_What to do_:
Take the lines below between the one holding "Task: list a point for each instance of the brown" and the one holding "Task: list a point for each instance of the light blue", inclusive, and copy them exactly. Add nothing.

_Supplied records_:
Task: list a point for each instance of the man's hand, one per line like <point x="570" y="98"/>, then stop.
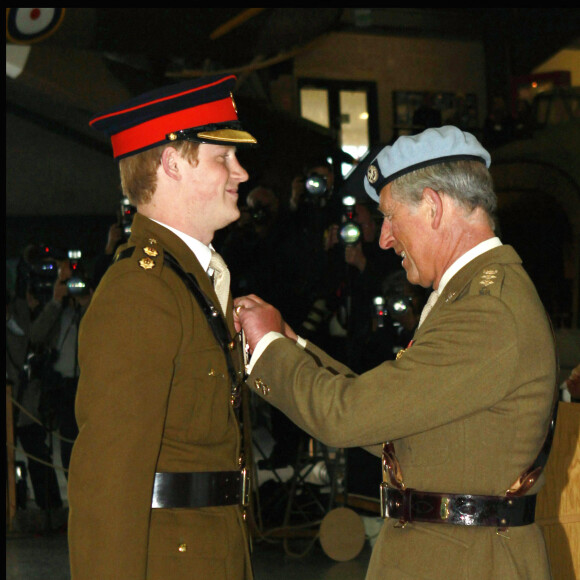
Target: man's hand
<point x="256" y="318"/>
--
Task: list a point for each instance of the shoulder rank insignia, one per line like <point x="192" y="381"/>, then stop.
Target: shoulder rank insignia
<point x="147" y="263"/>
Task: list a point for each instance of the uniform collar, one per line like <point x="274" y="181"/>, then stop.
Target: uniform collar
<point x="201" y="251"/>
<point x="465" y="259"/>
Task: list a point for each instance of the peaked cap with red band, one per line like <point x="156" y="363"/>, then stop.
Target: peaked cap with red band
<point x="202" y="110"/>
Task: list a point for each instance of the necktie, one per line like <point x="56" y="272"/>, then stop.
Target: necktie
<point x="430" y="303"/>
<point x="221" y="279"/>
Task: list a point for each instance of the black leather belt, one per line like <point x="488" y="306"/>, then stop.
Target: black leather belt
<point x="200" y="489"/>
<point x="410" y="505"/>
---
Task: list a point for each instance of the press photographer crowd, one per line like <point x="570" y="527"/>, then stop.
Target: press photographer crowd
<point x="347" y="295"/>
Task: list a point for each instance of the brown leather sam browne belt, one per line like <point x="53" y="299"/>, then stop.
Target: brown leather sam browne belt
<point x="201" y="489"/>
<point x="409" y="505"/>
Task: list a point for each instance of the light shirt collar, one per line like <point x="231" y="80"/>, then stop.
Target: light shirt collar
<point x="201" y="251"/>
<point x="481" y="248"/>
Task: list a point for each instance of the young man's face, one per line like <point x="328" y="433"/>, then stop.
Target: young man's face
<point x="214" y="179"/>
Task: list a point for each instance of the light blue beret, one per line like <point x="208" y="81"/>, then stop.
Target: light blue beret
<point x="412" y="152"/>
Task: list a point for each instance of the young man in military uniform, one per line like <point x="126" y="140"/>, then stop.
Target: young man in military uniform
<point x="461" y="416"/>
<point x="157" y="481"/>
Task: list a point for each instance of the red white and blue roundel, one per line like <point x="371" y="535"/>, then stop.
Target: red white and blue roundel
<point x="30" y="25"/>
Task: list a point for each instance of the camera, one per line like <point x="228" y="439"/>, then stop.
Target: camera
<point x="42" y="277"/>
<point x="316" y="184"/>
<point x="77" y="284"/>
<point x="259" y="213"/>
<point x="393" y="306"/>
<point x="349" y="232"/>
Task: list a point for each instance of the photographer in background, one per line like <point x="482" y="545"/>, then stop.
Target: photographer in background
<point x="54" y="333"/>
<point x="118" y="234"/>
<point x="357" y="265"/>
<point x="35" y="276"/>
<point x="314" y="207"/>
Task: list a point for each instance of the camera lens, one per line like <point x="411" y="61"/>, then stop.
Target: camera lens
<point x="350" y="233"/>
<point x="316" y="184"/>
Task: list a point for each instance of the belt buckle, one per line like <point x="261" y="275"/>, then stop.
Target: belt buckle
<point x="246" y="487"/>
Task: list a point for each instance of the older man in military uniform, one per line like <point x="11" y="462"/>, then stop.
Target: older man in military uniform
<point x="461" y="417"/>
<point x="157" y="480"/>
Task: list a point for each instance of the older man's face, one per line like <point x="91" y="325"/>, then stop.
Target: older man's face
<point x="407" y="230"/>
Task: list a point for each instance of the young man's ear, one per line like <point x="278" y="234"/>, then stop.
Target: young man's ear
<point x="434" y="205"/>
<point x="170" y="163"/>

_Result for this exercise_:
Task: list a point for each instance of the brown leather sam browne belt, one per line like <point x="53" y="299"/>, then stop.
Target: brown leather sam browne belt
<point x="201" y="489"/>
<point x="409" y="505"/>
Task: list a point for each instance of the light shirt collar, one per line like <point x="231" y="80"/>, then stop.
Target: light shirt collar
<point x="201" y="251"/>
<point x="481" y="248"/>
Task: list a point for each instance of the young man's face, one per line like <point x="328" y="433"/>, then stop.
Target: young man's face
<point x="214" y="179"/>
Task: list a point for each instance of the light blue beret, one per line like <point x="208" y="81"/>, then stop.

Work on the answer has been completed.